» OBJECTIVE:
Find the line containing "Target: red stripe on bus", then output it and every line after it through the end of the listing below, exactly as written.

---+---

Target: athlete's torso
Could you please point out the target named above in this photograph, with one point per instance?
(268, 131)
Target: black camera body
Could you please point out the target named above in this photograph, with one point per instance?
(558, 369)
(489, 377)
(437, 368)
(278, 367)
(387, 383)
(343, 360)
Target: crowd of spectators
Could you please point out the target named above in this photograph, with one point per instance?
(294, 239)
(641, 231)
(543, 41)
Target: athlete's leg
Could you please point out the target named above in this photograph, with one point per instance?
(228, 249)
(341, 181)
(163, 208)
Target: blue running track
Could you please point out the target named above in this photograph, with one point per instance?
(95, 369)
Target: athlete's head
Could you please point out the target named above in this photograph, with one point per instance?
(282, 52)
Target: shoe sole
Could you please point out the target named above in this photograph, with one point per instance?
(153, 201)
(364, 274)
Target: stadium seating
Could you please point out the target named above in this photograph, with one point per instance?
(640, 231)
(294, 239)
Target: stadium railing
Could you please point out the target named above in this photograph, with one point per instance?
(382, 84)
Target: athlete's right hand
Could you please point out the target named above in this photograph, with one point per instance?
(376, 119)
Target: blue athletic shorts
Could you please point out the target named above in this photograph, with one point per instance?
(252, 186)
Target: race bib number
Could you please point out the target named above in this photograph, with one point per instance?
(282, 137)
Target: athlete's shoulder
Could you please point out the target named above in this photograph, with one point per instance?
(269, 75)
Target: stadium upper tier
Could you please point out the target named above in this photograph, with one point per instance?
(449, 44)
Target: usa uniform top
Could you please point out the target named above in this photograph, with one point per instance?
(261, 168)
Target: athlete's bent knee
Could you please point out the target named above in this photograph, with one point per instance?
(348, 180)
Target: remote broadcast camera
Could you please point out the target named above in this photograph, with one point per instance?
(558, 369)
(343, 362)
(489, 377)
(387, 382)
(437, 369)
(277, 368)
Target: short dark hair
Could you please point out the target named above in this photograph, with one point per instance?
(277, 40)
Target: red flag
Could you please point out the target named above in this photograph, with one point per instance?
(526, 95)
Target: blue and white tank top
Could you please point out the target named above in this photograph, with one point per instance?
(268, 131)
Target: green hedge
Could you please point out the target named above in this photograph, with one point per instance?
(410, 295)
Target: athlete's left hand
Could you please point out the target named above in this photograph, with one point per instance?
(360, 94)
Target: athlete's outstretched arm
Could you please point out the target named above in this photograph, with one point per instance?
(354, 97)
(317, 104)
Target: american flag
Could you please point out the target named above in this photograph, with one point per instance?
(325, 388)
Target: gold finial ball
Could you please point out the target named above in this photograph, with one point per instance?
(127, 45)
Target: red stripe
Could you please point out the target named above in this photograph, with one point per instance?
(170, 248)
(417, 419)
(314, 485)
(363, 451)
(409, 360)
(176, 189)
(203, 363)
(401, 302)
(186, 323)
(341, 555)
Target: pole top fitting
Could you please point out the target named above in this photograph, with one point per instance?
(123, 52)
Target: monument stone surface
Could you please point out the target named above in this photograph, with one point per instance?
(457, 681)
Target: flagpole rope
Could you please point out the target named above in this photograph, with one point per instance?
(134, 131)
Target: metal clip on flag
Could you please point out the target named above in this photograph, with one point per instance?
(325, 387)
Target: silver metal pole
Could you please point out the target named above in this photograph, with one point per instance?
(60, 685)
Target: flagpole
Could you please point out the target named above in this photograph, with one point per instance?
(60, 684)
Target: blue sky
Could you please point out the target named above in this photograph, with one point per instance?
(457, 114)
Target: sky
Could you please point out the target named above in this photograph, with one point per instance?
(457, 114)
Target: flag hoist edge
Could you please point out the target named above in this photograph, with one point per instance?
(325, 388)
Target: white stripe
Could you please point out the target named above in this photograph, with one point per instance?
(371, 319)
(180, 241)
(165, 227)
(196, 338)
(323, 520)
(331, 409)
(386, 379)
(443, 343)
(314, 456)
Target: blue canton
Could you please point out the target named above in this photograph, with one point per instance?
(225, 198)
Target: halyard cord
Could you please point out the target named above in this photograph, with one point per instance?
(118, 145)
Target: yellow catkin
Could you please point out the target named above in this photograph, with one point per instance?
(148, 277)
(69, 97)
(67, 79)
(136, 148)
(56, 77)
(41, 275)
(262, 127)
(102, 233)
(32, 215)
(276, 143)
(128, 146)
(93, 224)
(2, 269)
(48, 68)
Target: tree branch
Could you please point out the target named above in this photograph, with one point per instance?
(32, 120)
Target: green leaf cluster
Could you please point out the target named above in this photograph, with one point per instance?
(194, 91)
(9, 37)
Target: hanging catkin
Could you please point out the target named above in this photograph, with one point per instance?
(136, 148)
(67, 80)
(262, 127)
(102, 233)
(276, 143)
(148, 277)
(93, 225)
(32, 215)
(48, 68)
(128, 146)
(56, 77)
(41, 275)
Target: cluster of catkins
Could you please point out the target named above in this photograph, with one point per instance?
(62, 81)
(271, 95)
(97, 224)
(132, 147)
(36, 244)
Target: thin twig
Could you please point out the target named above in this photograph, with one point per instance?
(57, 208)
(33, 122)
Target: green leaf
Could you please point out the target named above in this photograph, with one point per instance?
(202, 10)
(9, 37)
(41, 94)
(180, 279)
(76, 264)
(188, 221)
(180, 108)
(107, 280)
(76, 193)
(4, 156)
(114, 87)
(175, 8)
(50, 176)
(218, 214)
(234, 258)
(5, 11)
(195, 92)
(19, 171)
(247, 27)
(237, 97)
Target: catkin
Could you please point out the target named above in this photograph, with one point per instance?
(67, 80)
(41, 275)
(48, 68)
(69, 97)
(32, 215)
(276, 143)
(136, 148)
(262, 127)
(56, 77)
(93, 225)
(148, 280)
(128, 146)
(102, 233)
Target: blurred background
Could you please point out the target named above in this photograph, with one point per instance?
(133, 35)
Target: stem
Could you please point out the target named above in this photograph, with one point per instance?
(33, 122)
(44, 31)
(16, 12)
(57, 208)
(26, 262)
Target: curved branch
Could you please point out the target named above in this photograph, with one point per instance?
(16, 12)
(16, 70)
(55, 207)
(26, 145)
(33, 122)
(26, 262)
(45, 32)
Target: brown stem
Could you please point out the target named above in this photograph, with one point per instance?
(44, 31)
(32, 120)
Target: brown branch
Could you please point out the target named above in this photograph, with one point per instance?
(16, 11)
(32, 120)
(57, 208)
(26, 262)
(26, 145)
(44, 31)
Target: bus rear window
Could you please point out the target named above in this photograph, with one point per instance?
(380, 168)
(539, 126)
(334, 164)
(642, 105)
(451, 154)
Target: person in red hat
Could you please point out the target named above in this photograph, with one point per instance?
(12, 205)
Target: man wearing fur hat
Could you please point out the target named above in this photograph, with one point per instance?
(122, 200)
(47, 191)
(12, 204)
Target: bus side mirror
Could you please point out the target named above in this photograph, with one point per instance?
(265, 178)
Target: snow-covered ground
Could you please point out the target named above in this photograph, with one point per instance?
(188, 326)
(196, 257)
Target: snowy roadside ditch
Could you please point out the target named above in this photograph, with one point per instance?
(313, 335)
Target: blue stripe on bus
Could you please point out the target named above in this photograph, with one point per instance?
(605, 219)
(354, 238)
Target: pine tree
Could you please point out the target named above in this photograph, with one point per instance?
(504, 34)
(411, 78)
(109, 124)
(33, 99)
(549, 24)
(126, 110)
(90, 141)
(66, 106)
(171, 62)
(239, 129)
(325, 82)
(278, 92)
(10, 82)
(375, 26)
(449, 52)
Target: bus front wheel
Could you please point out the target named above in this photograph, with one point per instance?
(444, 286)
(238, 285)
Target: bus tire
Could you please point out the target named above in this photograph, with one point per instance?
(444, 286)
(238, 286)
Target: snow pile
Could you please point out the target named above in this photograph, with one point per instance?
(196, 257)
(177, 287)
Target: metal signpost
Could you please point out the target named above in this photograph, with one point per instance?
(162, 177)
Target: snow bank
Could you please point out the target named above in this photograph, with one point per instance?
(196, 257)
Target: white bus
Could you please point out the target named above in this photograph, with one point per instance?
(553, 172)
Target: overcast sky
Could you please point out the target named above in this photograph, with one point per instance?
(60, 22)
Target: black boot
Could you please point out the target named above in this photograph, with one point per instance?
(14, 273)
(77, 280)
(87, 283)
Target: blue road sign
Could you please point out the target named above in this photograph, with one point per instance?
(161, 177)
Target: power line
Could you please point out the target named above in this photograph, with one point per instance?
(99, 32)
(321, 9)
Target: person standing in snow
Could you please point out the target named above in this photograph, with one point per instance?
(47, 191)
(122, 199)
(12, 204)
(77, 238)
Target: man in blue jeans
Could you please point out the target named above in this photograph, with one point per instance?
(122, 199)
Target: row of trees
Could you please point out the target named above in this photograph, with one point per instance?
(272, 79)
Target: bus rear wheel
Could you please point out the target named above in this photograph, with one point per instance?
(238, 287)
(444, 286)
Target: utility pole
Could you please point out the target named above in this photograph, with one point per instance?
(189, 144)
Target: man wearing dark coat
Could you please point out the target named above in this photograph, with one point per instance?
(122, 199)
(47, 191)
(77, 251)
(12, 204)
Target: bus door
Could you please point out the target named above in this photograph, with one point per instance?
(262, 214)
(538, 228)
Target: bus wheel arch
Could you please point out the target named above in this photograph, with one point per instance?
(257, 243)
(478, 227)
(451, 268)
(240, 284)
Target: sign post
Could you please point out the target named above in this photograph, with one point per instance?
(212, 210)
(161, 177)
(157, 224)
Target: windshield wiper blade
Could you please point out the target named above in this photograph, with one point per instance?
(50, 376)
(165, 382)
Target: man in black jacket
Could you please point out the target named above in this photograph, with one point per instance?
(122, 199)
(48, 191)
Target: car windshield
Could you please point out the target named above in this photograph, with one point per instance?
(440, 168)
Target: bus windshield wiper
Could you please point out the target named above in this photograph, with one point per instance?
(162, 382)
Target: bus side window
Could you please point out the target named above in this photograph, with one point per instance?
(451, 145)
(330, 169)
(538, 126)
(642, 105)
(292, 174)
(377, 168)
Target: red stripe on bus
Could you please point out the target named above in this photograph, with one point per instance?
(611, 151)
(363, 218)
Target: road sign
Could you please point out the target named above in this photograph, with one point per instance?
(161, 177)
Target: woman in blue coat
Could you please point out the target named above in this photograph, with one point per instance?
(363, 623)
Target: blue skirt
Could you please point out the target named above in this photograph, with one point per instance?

---+---

» FINAL RESULT:
Target: red stripe on bus
Could you please point out the target named above in this photograph, with one point per instance?
(611, 151)
(363, 218)
Target: road sign
Could you please point out the target named above in this photograph, with one point per instance?
(161, 177)
Target: woman in blue coat
Could you please point out the target named above in this photograph, with one point per instance?
(363, 623)
Target: blue skirt
Could you please point out the target named above in this photograph, with one point per instance?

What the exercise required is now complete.